_What is required:_ Print the passage of the ICD text from "ICD stands for" up to and including "a small computer.", keeping every word as it stands.

What is an ICD?
ICD stands for implantable cardioverter defibrillator. It is a device that is inserted under a patient’s skin, usually near the left shoulder. An ICD has two components: a generator and leads. The leads are placed into a patient's heart by entering through a vein near the shoulder. The leads are connected to a generator which is similar to a small computer.
Who should receive an ICD?
ICDs are recommended for patients who have experienced a life threatening arrhythmia (abnormal heart rhythm) and survived or are likely to experience a life threatening arrhythmia. Often, patients with cardiomyopathy or CHF are considered likely enough to have a life threatening abnormal heart rhythm that an ICD is recommended to them.
How does an ICD work?
An ICD monitors a patient's heart for very fast, abnormal heart rhythms. If the device detects a life threatening abnormal heart rhythm, it will deliver therapy, frequently a shock, to get a person out of that rhythm. The shock is intended to save the person's life.
What can I expect at the time of ICD implantation?
An ICD is implanted by making a small incision usually near the left shoulder. A needle is inserted into a vein, wires are placed through the needles, and leads are placed through that entry down to the heart. The generator is attached to the leads and placed in a small “pocket” under the skin. The procedure takes 1-2 hours. Patients usually remain overnight in the hospital for observation and go home the next morning. The main risk of the procedure is bleeding or infection which can occur about 1% of the time. Other complications which may be more serious are rare.
After implantation, we recommend that patients keep the dressing on for 5 days. Patients should avoid taking a shower for 3 days. After 3 days, the dressing may get wet. Patients are also instructed to avoid lifting their arm over their shoulder for 6 weeks to avoid dislodging the lead.

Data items
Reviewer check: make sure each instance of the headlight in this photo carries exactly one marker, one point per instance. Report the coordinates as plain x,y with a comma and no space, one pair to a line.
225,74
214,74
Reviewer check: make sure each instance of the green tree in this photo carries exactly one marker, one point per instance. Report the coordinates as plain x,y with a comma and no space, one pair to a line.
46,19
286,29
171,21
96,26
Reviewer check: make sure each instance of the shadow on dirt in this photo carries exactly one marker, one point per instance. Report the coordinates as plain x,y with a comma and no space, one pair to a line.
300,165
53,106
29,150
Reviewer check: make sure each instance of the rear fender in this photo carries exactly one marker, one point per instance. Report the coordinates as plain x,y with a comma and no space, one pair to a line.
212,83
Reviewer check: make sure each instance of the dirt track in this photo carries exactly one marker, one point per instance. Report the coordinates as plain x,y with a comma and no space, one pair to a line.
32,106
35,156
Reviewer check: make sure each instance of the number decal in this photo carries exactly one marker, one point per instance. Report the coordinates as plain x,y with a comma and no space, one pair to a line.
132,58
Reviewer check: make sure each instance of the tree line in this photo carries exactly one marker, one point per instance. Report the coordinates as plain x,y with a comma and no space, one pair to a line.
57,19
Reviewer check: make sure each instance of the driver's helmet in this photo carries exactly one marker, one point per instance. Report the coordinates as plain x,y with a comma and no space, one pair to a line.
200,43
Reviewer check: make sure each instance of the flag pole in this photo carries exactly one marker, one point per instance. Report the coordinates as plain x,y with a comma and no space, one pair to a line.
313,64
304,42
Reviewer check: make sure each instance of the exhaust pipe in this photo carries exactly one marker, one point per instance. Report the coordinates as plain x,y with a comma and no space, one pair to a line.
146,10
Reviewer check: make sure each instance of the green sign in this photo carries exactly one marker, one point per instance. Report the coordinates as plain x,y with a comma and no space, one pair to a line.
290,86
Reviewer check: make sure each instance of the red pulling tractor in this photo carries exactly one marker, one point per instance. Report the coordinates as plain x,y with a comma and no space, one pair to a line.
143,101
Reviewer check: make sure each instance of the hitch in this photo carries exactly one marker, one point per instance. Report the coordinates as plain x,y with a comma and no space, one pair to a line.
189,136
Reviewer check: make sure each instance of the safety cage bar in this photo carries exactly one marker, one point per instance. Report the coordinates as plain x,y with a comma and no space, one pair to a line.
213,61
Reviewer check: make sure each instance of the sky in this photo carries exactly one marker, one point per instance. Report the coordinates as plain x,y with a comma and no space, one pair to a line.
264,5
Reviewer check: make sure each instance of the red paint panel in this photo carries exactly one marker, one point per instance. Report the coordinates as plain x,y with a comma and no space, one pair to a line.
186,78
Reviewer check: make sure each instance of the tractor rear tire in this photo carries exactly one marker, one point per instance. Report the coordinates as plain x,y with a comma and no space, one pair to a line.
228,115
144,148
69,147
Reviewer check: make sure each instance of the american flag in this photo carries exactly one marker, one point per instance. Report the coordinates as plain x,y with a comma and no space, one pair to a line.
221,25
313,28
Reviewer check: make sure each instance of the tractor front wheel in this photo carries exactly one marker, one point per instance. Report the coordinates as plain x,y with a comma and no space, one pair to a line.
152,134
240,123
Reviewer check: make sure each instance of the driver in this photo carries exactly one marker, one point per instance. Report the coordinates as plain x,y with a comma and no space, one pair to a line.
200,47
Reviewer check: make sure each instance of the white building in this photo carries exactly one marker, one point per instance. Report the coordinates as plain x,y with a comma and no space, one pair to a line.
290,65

_Response area:_
ICD stands for implantable cardioverter defibrillator. It is a device that is inserted under a patient’s skin, usually near the left shoulder. An ICD has two components: a generator and leads. The leads are placed into a patient's heart by entering through a vein near the shoulder. The leads are connected to a generator which is similar to a small computer.